## [The task]
Please return every line of the data below verbatim, without changing anything.

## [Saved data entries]
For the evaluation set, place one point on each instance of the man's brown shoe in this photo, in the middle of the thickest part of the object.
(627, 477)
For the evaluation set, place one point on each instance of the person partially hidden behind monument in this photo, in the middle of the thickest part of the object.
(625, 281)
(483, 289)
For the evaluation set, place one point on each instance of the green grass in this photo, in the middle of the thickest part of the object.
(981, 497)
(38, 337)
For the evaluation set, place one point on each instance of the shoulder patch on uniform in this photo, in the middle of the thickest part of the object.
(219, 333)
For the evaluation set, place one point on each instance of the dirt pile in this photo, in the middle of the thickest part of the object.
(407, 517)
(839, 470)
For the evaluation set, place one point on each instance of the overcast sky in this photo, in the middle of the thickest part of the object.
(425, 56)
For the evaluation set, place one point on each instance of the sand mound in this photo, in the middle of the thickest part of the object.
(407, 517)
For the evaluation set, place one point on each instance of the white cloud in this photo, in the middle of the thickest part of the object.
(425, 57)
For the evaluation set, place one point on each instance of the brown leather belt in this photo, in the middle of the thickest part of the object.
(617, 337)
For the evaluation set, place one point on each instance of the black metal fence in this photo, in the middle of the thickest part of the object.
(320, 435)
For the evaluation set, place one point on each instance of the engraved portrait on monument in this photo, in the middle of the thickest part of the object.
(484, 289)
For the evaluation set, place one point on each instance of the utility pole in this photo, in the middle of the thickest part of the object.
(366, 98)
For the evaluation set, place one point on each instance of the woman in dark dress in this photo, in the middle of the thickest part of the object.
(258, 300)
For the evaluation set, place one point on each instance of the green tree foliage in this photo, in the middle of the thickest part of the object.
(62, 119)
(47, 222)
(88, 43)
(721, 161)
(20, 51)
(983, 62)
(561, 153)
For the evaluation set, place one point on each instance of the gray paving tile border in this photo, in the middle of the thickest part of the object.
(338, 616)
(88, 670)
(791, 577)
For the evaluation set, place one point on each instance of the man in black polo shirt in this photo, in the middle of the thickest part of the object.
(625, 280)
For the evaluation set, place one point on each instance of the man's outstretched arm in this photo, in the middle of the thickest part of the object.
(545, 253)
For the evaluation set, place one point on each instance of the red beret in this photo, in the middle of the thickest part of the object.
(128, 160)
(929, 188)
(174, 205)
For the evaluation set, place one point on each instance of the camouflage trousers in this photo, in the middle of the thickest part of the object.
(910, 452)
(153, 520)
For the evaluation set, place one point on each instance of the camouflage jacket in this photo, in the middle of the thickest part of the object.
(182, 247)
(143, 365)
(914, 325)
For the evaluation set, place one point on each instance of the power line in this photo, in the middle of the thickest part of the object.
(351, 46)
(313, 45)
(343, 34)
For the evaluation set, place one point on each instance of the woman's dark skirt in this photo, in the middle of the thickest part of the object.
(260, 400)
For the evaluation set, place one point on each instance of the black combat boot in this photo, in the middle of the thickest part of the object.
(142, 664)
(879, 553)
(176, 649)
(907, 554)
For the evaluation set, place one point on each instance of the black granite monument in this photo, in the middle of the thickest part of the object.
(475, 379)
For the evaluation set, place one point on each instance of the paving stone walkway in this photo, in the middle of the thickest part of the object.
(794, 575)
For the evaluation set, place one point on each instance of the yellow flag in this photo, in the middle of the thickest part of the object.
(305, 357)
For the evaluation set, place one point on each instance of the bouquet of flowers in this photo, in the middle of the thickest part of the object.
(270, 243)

## [Exercise result]
For the evaluation set, place one point on each instance of the man's brown shoe in this photo, in the middle of the thickest part of the object.
(627, 477)
For the evaluation set, place one point on each instance of the person partially hidden behind monument in this photo, in the middle of the thickest part of the object.
(625, 281)
(483, 289)
For the evaluation set, place one point on each instance of the green grass in this photo, in the middle of the thickest part of the object.
(981, 497)
(38, 337)
For the evaluation set, place one point on each instance of the shoulder patch on uniform in this photo, in the middle of the thickest part of the object.
(219, 333)
For the evaluation set, place one point on each instance of the dirt pile in this photo, in the middle of the thickest part of the object.
(407, 517)
(839, 470)
For the evaluation set, place one point on each instance of the overcast sky in this photo, in the middle of the thickest part of the object.
(425, 56)
For the evaluation set, place one point on each instance of the sand mound in this photo, in the middle of the thickest part of the object.
(407, 517)
For the evaluation set, place one point on each instance of the white cloud in this photo, in the middle of the thickest part of the object.
(425, 57)
For the evaluation set, place one point on each instance of the brown leather belt in this photo, in the middle of the thickest part of the object.
(617, 337)
For the evaluation set, place one point on each instance of the black metal fence in this photo, in the middle of the thickest part of the object.
(320, 435)
For the evaluation set, place one point on each instance of the engraved portrait on monument in this photo, in the middle of the thickest part of the object.
(484, 289)
For the evaluation set, place one point on each instance of the utility pole in this photo, in the middle of the thickest part of the object.
(366, 98)
For the evaluation set, place one point on each instance of the woman in dark dress in this photo, in the middle of the thickest part of the object.
(258, 300)
For the evaluation set, place one point on each instance of the green tree foliage in this photo, in the middle of the thickest part of the object.
(62, 119)
(47, 222)
(88, 43)
(721, 161)
(20, 51)
(983, 62)
(561, 153)
For the evaluation set, place one point on each instance of the gray paving tile border in this photo, in the middle of the thickest part of the object.
(338, 616)
(88, 670)
(791, 577)
For the evaluation set, place one point on each instance of the man in black polo shirt in this photo, in the middle of the thickest part of the object.
(625, 280)
For the evaluation set, place one point on each instance of the man's outstretched arm in this photo, in the middle of the thickest part of the object.
(545, 253)
For the evaluation set, place one point on each instance of the red beret in this photo, in the middle of the thickest part of the object.
(128, 160)
(929, 188)
(174, 205)
For the evaluation set, place one point on each instance of the camouflage trousers in this photo, in the middle of the thickest part of the object.
(910, 452)
(153, 520)
For the evaluation set, place one point on each instance of the camouflage jacket in this photo, in the middle of the thickest part of the object.
(182, 247)
(143, 365)
(914, 325)
For the evaluation set, place one point on each instance of the power line in this photo, in the middle of the thickest part of the object.
(351, 46)
(313, 45)
(343, 34)
For the evaluation set, place one point on each instance of the woman's dark skirt in this photo, in the middle of the thickest part of the object.
(260, 400)
For the evaluation set, place one point on each instance of the black combat boot in this photo, in the middle of the thickest part of the object.
(142, 664)
(879, 553)
(176, 649)
(907, 554)
For the evaluation set, place one point on each instance of the black granite monument in this photo, in the middle of the thickest part of the object.
(475, 379)
For the evaluation set, place one point on each instance of the paving stone walkway in this photo, in the middle of the thickest part of the object.
(794, 575)
For the evaluation set, place one point on each instance of the yellow flag in this photo, in the middle of the thickest part of the object.
(305, 357)
For the evaluation set, place one point on each instance of the bouquet of flowers in this photo, in the middle of the thickest part of the object.
(270, 243)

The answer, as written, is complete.